---- Records provided

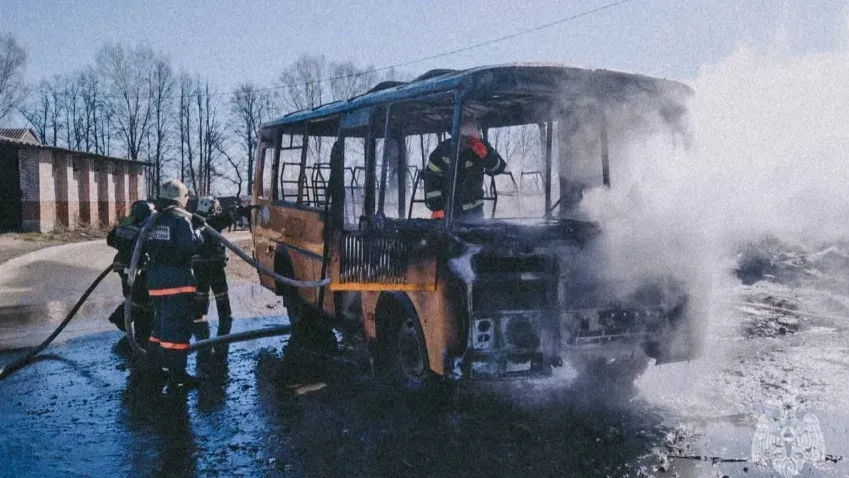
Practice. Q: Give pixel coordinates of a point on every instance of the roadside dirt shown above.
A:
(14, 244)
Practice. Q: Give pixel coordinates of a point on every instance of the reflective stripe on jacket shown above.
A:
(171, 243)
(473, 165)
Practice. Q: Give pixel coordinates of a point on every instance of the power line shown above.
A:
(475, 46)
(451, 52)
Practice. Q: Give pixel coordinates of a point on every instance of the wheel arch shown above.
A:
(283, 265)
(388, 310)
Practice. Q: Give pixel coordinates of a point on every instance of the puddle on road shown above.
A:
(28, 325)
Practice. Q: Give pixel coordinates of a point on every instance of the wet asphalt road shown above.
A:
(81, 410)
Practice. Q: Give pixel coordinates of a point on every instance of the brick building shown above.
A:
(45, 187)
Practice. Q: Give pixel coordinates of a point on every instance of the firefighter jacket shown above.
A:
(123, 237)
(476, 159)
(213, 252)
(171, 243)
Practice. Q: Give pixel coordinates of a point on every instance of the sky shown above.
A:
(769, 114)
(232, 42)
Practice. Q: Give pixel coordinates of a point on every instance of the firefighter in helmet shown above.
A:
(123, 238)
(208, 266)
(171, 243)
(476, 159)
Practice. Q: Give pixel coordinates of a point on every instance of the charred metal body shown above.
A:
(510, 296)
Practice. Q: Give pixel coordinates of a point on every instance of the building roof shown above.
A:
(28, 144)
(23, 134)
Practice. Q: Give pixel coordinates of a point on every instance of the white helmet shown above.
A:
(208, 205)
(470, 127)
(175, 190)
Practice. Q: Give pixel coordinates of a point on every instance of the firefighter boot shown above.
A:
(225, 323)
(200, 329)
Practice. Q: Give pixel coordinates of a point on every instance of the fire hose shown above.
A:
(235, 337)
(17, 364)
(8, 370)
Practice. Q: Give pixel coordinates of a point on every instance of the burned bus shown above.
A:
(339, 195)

--------

* Prompt *
Could you put everything from the line containing "hose shown above." down to the end of the data into a two-column CSV with the columns input and output, one row for each Q: text beside its A: text, every field in quotation marks with its line breaks turned into spaces?

* Finished exercise *
input,output
"Practice. Q: Give pixel coordinates of a point on every instance of the fire hose shown above. A:","(235, 337) (17, 364) (8, 370)"
"Practice. Q: Give pixel coordinates of a point on every instance of the burned bus shown above. A:","(339, 195)"